── DATA FOR THIS EXERCISE ──

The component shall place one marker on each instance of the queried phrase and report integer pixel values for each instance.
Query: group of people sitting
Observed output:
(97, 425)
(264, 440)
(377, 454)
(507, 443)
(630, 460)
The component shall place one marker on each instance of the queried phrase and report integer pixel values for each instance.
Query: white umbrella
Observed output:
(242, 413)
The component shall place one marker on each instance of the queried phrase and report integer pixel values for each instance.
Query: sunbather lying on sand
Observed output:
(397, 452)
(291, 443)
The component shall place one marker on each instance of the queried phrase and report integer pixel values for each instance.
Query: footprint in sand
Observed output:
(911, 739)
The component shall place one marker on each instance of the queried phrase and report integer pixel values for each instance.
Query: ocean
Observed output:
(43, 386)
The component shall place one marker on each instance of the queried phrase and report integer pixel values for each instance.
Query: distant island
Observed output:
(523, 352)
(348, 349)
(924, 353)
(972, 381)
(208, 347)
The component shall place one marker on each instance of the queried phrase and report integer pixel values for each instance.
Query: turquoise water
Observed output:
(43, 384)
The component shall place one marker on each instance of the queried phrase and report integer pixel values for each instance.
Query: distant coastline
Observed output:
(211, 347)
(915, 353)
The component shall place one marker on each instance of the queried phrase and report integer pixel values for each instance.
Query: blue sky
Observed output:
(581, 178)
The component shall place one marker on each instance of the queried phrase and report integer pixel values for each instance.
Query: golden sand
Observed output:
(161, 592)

───
── DATA FOR THIS EXERCISE ──

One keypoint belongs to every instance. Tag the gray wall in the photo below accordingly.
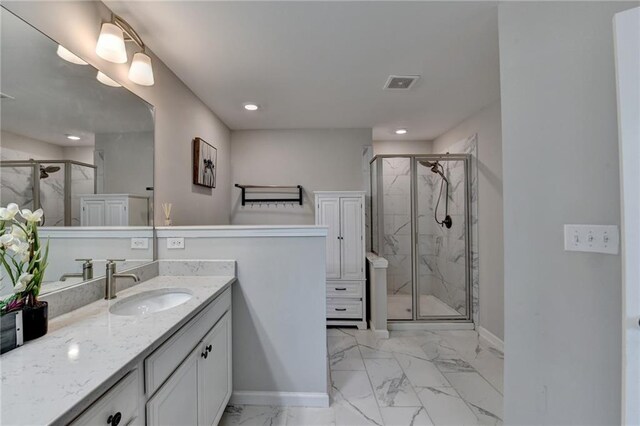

───

=== WHAT TO WORK ON ===
Locate each line in the data above that contains the word "distant", treating uppercase and lowercase as different, and copy those lines out in full.

=== RESPONSE BELOW ===
Query: distant island
Query: distant coastline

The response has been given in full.